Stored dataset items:
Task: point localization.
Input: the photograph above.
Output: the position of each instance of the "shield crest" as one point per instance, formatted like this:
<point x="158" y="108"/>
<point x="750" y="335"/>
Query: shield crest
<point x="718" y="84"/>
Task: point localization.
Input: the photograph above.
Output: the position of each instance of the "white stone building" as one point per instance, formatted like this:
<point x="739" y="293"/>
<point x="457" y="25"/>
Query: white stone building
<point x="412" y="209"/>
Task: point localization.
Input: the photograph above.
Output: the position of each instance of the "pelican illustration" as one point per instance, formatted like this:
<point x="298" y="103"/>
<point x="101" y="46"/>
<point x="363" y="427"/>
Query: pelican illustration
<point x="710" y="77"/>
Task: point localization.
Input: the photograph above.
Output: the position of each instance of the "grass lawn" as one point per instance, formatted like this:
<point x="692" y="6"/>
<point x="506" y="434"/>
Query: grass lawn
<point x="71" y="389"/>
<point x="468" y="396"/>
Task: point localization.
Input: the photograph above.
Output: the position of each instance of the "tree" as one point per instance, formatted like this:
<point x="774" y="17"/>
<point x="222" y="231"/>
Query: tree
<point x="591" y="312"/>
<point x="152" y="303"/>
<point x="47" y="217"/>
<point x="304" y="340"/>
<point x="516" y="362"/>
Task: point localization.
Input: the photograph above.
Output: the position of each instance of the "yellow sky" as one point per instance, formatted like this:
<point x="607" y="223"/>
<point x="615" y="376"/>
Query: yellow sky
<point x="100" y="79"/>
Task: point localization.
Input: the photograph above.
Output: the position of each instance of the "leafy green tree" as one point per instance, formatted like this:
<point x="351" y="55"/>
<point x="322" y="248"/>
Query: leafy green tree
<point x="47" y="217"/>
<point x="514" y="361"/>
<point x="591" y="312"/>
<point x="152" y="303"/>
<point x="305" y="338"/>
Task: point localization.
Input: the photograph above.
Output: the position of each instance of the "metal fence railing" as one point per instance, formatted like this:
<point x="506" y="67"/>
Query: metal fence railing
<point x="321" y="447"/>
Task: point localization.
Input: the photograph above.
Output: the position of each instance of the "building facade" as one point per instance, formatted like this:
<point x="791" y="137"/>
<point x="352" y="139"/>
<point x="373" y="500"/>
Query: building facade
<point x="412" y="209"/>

__Problem__:
Copy out the material above in its entirety. Every detail must match.

__The reply__:
Task: point localization.
Input: the photograph above.
Output: the position of each instance of the "shield crest" as one point per instance, formatted like this:
<point x="158" y="108"/>
<point x="750" y="335"/>
Query: shield crest
<point x="718" y="84"/>
Task: point localization.
Input: the photograph above.
Output: the position of each instance of the "white stone building" as one point per instance, formatted like this:
<point x="739" y="293"/>
<point x="457" y="25"/>
Query: white stone building
<point x="412" y="209"/>
Task: point localization.
Input: the photograph above.
Output: the position of each instance of the "pelican illustration" as one point per instance, formatted like this:
<point x="298" y="103"/>
<point x="101" y="46"/>
<point x="363" y="427"/>
Query: pelican illustration
<point x="710" y="77"/>
Task: point localization.
Input: the photograph above.
Output: the position of each instance of the "grass lawn" as one point per instance, formatted like this:
<point x="692" y="6"/>
<point x="506" y="434"/>
Query: grass lawn
<point x="71" y="389"/>
<point x="468" y="396"/>
Task: point localization.
Input: the photograph above.
Output: the position of each instance of the "tree" as one point per instance, formatted like this:
<point x="774" y="17"/>
<point x="222" y="231"/>
Query: tree
<point x="591" y="312"/>
<point x="152" y="303"/>
<point x="47" y="217"/>
<point x="304" y="340"/>
<point x="516" y="362"/>
Task: point localization.
Input: the photograph above.
Output: the position of each instance of the "yellow sky" as one point per instance, formatted like this:
<point x="607" y="223"/>
<point x="615" y="376"/>
Query: yellow sky
<point x="100" y="79"/>
Task: point localization.
Input: the photograph above.
Output: the position of each instance of the "leafy green tree" as one point per instance, formatted like this:
<point x="351" y="55"/>
<point x="322" y="248"/>
Query: leafy green tree
<point x="47" y="217"/>
<point x="514" y="361"/>
<point x="591" y="312"/>
<point x="152" y="303"/>
<point x="305" y="338"/>
Task: point localization.
Input: the photograph above.
Output: the position of each instance of the "metal fence railing" as one point per instance, formatted like this:
<point x="506" y="67"/>
Query: metal fence railing
<point x="321" y="447"/>
Task: point localization.
Input: the photograph above.
Output: the position of each instance of the "building facade" as one point per instance, formatted like this:
<point x="791" y="137"/>
<point x="352" y="139"/>
<point x="373" y="500"/>
Query: building facade
<point x="412" y="209"/>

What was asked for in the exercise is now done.